--- BEGIN EXERCISE INPUT ---

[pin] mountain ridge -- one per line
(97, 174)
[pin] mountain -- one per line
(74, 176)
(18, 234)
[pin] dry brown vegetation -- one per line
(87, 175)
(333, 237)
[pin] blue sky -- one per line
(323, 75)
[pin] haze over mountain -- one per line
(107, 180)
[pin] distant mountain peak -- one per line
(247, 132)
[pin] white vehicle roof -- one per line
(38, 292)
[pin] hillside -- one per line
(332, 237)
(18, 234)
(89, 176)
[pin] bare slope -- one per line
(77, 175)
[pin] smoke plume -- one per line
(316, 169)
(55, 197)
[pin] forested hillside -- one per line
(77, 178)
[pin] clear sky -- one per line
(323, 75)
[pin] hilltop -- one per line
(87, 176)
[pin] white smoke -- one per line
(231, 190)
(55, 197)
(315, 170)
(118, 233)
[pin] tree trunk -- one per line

--- END EXERCISE INPUT ---
--- BEGIN EXERCISE INPUT ---

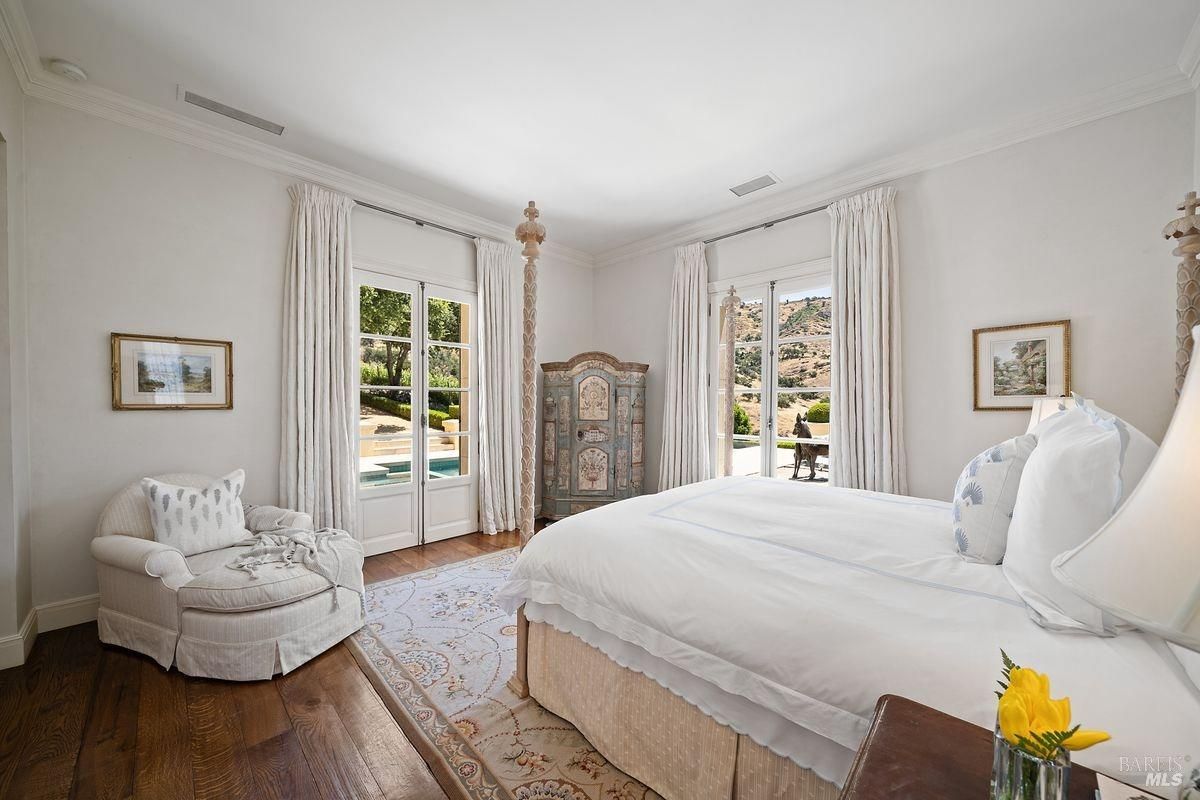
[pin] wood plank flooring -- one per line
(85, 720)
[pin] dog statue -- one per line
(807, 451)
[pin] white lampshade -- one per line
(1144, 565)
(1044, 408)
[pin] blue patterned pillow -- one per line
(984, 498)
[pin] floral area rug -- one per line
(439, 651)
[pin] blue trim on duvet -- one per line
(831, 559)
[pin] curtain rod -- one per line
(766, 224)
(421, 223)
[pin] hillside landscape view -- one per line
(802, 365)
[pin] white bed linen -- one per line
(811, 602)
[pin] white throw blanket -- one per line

--- END EXERCISE INPUT ---
--- BEGIN EXERCISE INPUT ---

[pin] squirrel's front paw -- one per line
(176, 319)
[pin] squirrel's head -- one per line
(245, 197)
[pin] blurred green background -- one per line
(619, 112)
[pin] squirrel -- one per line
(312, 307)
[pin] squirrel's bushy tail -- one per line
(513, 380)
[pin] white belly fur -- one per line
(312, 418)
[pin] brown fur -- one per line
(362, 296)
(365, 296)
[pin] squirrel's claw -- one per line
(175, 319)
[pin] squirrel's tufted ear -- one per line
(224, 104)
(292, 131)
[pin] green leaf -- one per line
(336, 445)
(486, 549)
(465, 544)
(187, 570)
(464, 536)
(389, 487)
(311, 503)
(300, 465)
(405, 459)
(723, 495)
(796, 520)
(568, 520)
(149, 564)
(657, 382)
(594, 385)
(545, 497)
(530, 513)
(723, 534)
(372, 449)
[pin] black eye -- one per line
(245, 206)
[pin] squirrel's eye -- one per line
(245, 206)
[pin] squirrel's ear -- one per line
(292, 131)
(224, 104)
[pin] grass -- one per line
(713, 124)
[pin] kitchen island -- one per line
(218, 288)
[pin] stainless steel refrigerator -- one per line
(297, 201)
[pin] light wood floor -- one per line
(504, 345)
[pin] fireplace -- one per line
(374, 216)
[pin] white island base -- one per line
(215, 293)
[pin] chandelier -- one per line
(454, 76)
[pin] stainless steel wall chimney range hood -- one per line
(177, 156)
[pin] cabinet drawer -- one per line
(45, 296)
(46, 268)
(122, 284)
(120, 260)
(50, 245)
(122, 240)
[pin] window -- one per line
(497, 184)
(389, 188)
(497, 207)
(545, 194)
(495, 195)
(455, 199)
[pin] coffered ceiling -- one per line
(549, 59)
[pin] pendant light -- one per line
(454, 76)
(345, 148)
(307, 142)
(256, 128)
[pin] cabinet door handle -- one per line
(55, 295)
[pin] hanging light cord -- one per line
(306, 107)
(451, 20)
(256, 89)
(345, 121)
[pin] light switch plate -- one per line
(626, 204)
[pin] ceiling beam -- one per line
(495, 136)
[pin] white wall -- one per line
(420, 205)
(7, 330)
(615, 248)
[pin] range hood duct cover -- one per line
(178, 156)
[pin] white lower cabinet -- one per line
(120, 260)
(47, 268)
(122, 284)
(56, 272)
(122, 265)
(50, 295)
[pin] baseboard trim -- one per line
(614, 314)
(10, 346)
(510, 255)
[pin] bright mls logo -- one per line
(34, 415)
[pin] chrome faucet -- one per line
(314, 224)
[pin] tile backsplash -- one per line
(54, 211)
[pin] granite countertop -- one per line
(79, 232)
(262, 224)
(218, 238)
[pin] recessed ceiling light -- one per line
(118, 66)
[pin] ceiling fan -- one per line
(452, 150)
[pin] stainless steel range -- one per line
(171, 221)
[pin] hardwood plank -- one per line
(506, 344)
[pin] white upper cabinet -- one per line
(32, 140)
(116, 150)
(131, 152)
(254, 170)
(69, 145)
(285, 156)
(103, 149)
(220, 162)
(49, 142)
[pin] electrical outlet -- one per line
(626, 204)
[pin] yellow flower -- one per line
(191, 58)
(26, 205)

--- END EXERCISE INPUT ---

* GIVEN REQUEST
Rescale the items above, starting at the line that has "[pin] curtain rod -- one per line" and stopping after the line that has "[pin] white throw blanket -- one per line". Reproduce every line in that span, requests included, but multiply each coordinate in the answers by 2.05 and round to the nearest whole number, rounding halves up.

* IN RESPONSE
[pin] curtain rod -- one per line
(1570, 459)
(863, 457)
[pin] hillside landscape view -- one per line
(1644, 748)
[pin] white bed linen -- one per line
(1663, 1234)
[pin] white throw blanket -- one per line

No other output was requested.